▶ **Try it**
In the entries below, count the lines holding "hillside". Reply with the number only.

[[ Material for this exercise open ]]

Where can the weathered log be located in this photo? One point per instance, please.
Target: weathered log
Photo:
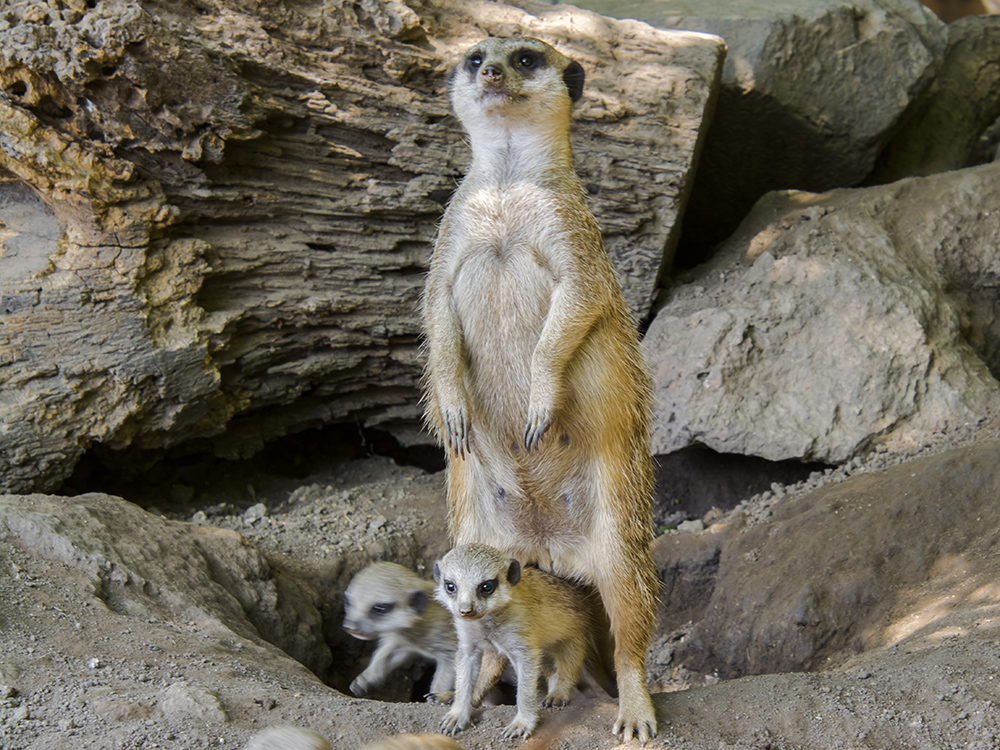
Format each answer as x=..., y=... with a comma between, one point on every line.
x=235, y=203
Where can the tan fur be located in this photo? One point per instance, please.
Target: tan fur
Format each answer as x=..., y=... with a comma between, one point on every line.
x=521, y=615
x=534, y=382
x=393, y=604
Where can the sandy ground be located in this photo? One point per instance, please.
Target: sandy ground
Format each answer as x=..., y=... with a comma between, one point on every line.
x=88, y=661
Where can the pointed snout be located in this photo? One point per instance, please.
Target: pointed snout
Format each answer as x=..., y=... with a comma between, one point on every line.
x=491, y=73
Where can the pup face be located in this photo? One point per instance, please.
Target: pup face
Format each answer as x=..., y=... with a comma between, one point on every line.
x=475, y=580
x=516, y=79
x=383, y=598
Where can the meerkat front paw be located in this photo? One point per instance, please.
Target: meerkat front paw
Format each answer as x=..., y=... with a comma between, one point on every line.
x=539, y=419
x=556, y=700
x=453, y=722
x=642, y=727
x=456, y=430
x=442, y=698
x=360, y=687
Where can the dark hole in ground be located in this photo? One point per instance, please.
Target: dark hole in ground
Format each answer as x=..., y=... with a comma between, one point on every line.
x=693, y=481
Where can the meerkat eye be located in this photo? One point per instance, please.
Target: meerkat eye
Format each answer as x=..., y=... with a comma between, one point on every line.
x=526, y=60
x=486, y=588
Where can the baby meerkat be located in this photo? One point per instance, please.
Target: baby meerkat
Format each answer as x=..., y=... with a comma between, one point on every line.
x=535, y=382
x=521, y=613
x=393, y=604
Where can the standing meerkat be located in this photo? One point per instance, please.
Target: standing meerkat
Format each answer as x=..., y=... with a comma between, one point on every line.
x=523, y=615
x=395, y=605
x=534, y=381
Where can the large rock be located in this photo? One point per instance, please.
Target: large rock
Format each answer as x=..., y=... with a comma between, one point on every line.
x=944, y=129
x=831, y=324
x=811, y=92
x=860, y=566
x=216, y=222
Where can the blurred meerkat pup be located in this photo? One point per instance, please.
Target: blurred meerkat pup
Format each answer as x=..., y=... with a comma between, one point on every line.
x=393, y=604
x=523, y=614
x=535, y=382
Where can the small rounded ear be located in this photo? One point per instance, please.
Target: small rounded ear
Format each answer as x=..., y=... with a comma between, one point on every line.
x=418, y=600
x=574, y=76
x=514, y=572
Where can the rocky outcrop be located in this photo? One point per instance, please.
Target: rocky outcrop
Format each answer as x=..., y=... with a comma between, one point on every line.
x=811, y=93
x=216, y=219
x=116, y=635
x=944, y=129
x=836, y=323
x=891, y=555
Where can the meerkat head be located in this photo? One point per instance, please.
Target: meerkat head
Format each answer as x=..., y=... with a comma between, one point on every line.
x=384, y=598
x=514, y=81
x=474, y=580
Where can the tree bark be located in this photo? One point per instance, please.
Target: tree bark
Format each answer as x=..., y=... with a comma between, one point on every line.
x=217, y=215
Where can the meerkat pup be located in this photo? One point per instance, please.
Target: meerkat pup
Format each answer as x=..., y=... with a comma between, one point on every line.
x=393, y=604
x=523, y=614
x=534, y=381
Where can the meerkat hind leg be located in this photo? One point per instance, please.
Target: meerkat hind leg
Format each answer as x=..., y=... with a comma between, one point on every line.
x=631, y=623
x=568, y=661
x=526, y=717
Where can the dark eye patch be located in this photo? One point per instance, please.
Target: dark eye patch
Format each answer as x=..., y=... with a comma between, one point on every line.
x=474, y=61
x=487, y=588
x=527, y=60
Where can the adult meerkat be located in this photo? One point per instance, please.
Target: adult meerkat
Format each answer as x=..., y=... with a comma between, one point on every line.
x=522, y=614
x=534, y=381
x=393, y=604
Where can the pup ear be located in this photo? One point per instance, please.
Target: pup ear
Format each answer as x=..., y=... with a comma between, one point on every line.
x=418, y=600
x=573, y=77
x=514, y=572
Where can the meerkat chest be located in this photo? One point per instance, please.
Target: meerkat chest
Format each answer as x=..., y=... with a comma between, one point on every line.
x=507, y=239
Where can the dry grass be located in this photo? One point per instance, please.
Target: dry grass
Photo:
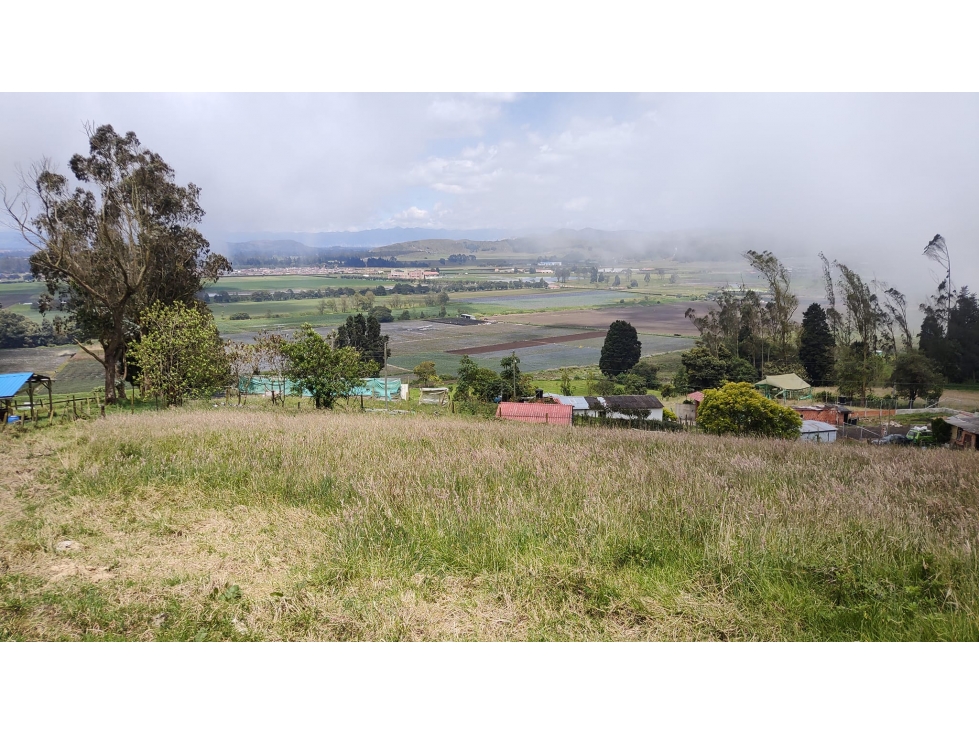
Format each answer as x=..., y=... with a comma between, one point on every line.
x=249, y=524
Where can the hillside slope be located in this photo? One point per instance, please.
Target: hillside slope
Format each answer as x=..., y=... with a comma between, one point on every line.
x=240, y=524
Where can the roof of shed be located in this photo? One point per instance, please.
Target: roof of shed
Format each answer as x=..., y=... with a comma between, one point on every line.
x=536, y=412
x=790, y=381
x=632, y=402
x=12, y=382
x=817, y=427
x=967, y=422
x=575, y=401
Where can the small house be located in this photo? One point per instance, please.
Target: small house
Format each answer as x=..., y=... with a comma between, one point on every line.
x=835, y=414
x=552, y=413
x=965, y=431
x=12, y=383
x=818, y=431
x=784, y=387
x=579, y=405
x=628, y=407
x=434, y=396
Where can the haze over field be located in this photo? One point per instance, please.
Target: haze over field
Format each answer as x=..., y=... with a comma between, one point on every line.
x=867, y=178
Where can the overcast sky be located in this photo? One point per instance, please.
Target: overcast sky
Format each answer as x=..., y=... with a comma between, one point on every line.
x=852, y=173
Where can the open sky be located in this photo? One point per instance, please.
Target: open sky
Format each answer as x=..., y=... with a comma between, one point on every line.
x=873, y=175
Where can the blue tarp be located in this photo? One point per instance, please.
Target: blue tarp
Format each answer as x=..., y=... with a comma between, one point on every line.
x=12, y=382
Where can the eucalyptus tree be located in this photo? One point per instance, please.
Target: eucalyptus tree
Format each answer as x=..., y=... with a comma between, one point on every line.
x=783, y=303
x=121, y=240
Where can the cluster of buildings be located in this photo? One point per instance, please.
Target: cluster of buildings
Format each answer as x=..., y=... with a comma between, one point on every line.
x=405, y=274
x=560, y=409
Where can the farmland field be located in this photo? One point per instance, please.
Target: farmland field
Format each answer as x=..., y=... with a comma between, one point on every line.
x=250, y=283
x=569, y=298
x=45, y=360
x=344, y=526
x=666, y=318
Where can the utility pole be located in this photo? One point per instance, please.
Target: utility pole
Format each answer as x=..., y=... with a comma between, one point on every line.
x=513, y=366
x=386, y=397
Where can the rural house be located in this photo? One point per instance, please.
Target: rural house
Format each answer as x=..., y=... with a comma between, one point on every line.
x=835, y=414
x=552, y=413
x=627, y=407
x=965, y=431
x=786, y=387
x=579, y=405
x=12, y=383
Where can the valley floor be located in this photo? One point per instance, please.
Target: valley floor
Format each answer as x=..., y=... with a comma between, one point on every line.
x=225, y=524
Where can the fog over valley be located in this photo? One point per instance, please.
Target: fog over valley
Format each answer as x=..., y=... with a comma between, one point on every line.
x=868, y=179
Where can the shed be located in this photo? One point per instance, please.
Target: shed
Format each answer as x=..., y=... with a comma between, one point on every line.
x=818, y=431
x=378, y=387
x=434, y=396
x=553, y=413
x=835, y=414
x=965, y=431
x=12, y=383
x=630, y=407
x=789, y=386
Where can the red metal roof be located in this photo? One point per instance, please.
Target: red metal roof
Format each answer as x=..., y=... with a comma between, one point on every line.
x=535, y=413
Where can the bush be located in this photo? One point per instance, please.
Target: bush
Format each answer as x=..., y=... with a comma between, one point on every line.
x=740, y=409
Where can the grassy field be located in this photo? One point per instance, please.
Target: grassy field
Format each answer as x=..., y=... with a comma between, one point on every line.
x=248, y=524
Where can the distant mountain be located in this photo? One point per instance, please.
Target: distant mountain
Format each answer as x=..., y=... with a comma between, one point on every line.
x=367, y=238
x=267, y=248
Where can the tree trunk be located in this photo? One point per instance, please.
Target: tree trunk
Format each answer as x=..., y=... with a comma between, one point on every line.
x=111, y=360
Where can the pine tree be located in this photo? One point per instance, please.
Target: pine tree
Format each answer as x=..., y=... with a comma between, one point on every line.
x=816, y=345
x=622, y=349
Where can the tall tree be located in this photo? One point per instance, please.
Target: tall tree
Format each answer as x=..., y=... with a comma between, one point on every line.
x=621, y=350
x=963, y=334
x=180, y=353
x=783, y=303
x=321, y=370
x=364, y=335
x=116, y=244
x=915, y=375
x=897, y=306
x=937, y=251
x=816, y=345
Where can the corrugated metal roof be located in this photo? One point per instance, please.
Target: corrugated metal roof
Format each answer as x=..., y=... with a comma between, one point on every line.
x=12, y=382
x=817, y=427
x=790, y=381
x=966, y=422
x=632, y=402
x=575, y=401
x=535, y=413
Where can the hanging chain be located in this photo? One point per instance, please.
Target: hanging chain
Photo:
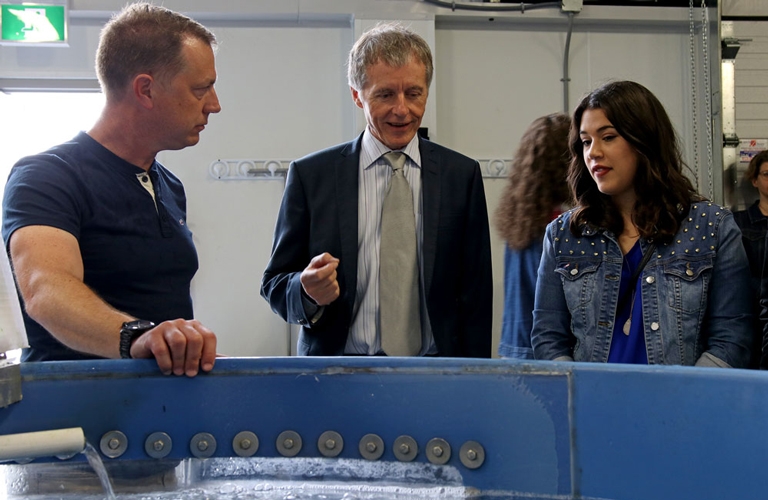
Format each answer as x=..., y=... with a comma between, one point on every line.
x=708, y=93
x=694, y=103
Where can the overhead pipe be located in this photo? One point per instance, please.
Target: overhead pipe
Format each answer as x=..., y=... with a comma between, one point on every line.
x=61, y=443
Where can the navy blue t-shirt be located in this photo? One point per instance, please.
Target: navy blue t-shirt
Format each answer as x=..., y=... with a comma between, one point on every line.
x=138, y=255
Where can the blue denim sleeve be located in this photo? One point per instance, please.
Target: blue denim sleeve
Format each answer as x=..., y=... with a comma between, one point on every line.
x=729, y=303
x=551, y=336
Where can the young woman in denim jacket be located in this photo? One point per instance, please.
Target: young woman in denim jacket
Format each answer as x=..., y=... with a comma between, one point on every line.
x=690, y=303
x=534, y=194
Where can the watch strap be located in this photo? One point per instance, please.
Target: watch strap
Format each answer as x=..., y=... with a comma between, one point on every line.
x=130, y=331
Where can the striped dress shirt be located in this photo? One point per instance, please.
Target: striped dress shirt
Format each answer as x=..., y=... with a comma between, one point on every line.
x=374, y=178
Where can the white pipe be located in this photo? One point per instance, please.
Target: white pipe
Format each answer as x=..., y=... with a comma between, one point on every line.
x=53, y=443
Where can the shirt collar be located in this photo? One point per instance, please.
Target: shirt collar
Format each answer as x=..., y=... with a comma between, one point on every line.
x=372, y=149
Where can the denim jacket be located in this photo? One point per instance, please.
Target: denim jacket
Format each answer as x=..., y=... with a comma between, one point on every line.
x=695, y=293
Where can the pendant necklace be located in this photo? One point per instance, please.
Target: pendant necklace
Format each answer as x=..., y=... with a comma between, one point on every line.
x=628, y=323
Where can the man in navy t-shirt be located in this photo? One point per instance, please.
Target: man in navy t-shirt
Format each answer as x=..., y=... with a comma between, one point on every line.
x=96, y=228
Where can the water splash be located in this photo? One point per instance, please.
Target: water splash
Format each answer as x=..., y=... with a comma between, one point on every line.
x=94, y=459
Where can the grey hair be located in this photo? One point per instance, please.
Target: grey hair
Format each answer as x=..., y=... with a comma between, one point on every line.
x=390, y=43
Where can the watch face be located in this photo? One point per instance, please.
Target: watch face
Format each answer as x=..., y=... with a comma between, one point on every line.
x=139, y=324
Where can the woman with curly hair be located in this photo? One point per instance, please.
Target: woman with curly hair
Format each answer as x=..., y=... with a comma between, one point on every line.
x=753, y=223
x=533, y=196
x=642, y=269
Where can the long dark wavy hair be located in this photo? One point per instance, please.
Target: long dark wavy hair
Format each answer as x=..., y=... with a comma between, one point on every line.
x=536, y=183
x=664, y=193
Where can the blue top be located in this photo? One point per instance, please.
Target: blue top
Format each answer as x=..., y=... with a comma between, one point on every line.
x=629, y=347
x=695, y=293
x=520, y=267
x=137, y=256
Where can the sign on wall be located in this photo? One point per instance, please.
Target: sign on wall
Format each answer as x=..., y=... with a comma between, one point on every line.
x=41, y=23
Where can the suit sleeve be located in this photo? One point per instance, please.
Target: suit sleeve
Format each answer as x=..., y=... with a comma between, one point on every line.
x=280, y=284
x=477, y=297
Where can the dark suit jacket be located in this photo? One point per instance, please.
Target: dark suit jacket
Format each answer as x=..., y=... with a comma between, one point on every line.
x=319, y=214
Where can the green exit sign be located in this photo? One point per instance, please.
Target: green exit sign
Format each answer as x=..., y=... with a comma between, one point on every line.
x=33, y=24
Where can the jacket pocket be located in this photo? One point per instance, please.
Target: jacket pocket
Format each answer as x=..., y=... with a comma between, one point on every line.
x=579, y=281
x=687, y=282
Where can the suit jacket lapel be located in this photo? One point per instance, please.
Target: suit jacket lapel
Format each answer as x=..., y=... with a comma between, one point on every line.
x=347, y=174
x=430, y=188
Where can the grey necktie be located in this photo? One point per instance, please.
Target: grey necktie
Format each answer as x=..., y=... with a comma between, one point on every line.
x=399, y=267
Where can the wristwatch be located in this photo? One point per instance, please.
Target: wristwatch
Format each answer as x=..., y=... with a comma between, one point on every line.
x=130, y=331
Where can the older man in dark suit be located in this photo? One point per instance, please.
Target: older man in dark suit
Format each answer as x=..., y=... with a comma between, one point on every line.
x=364, y=268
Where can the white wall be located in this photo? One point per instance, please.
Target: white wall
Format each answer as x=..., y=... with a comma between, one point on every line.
x=283, y=91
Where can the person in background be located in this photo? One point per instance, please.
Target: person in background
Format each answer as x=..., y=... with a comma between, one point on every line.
x=534, y=195
x=331, y=266
x=96, y=228
x=642, y=269
x=753, y=223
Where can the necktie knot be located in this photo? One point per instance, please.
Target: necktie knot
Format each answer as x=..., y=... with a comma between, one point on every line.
x=396, y=160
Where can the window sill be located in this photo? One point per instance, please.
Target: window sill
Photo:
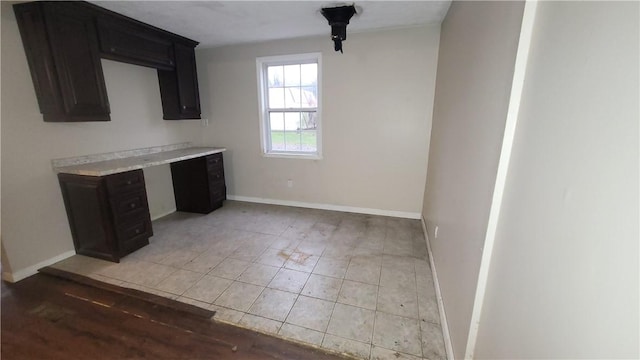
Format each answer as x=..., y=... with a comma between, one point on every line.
x=292, y=156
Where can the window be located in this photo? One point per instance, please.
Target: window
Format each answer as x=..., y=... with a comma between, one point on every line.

[[ Material for this exercise closed ]]

▶ **Exercise result**
2